São Paulo, Sexta-feira, 12 de Novembro de 1999
Texto Anterior | Próximo Texto | Índice

"CORRA LOLA CORRA"
Uma aula de movimento retilíneo uniforme

PAULO VIEIRA
especial para a Folha

O pacote todo é bonito: edição com mais cortes que um videoclipe, música eletrônica alta, uma atriz de cabelos vermelhos e tatuagem tribal ao redor do umbigo. Fica nisso.
Lola (Franka Potente) tem 20 minutos para livrar seu namorado da pior, arrumando-lhe 100 mil pratas. Para isso correrá desesperada pelas ruas de sua cidade. Ao espectador cabe conhecer três diferentes possibilidades dessas corridas, uniformes, que levam a três desfechos diferentes.
Brincar com a narrativa não é prerrogativa do novo cinema alemão. Mas aqui, menos do que a construção de uma paisagem onírica ou a tentativa de diminuir os limites da mediação que toda narração impõe, o diretor Tom Tykner parece querer dizer "vejam como meus continuistas trabalham bem".
Também poderia ser a ilustração de uma aula de cinética ou a demonstração da teoria da causalidade. Porque não há um fim maior em "Corra Lola Corra". Há, aparentemente, um propósito em si mesmo, algo masturbatório, em que o diretor se satisfaz com nada mais que precisão cronométrica. Assim, dez segundos perdidos por Lola ao descer escadas levam-na a ser atropelada adiante; isso já não acontece na segunda corrida etc.
(Ou: a bola A transfere sua velocidade para bola B, mas, por insuficiente, não a encaçapa; na segunda tentativa a velocidade é demasiada, bola A e bola B caem; a "nega" na terceira chance?)

Objetivo do exercício:
Reproduza, sem qualquer alteração, toda a passagem da crítica de cinema acima, desde "Brincar com a" até "segunda corrida etc.".

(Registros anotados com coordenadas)
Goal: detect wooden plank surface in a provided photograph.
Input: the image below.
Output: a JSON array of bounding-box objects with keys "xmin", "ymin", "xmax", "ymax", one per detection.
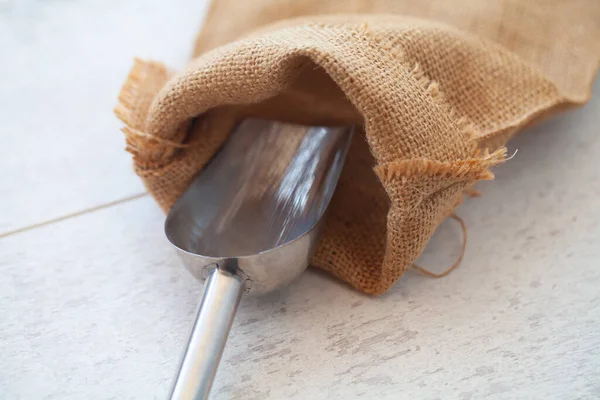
[{"xmin": 0, "ymin": 76, "xmax": 600, "ymax": 399}]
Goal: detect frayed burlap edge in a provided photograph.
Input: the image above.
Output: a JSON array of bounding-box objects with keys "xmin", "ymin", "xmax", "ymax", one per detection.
[{"xmin": 116, "ymin": 16, "xmax": 592, "ymax": 294}]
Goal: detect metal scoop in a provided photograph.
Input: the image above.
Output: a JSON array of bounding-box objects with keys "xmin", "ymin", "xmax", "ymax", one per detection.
[{"xmin": 165, "ymin": 119, "xmax": 352, "ymax": 400}]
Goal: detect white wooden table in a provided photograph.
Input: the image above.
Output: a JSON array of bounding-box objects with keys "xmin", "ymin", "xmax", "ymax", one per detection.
[{"xmin": 0, "ymin": 0, "xmax": 600, "ymax": 399}]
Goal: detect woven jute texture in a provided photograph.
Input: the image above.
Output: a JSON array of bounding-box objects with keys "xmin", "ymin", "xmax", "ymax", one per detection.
[{"xmin": 116, "ymin": 0, "xmax": 600, "ymax": 294}]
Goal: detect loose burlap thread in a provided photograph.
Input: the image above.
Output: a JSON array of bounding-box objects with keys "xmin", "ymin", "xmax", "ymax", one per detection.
[{"xmin": 116, "ymin": 0, "xmax": 600, "ymax": 294}]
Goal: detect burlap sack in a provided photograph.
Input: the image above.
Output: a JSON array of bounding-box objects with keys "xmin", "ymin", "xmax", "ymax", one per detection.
[{"xmin": 116, "ymin": 0, "xmax": 600, "ymax": 294}]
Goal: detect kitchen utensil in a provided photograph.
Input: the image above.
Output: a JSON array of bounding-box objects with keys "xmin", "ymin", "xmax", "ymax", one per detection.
[{"xmin": 165, "ymin": 119, "xmax": 352, "ymax": 400}]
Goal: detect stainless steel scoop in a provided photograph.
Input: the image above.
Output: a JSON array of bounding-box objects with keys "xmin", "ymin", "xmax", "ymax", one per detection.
[{"xmin": 165, "ymin": 119, "xmax": 352, "ymax": 400}]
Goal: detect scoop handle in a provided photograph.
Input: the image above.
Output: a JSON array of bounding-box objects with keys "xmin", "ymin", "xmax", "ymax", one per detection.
[{"xmin": 169, "ymin": 268, "xmax": 244, "ymax": 400}]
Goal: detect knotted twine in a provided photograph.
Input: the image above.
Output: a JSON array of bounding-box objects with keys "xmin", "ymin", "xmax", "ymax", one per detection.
[{"xmin": 115, "ymin": 0, "xmax": 600, "ymax": 294}]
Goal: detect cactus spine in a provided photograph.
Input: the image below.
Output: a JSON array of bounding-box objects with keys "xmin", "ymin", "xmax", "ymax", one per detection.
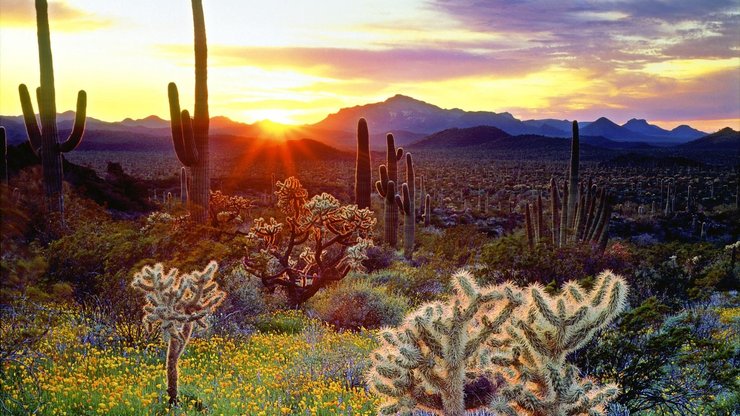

Resposta abaixo:
Brincar com a narrativa não é prerrogativa do novo cinema alemão. Mas aqui, menos do que a construção de uma paisagem onírica ou a tentativa de diminuir os limites da mediação que toda narração impõe, o diretor Tom Tykner parece querer dizer "vejam como meus continuistas trabalham bem".
Também poderia ser a ilustração de uma aula de cinética ou a demonstração da teoria da causalidade. Porque não há um fim maior em "Corra Lola Corra". Há, aparentemente, um propósito em si mesmo, algo masturbatório, em que o diretor se satisfaz com nada mais que precisão cronométrica. Assim, dez segundos perdidos por Lola ao descer escadas levam-na a ser atropelada adiante; isso já não acontece na segunda corrida etc.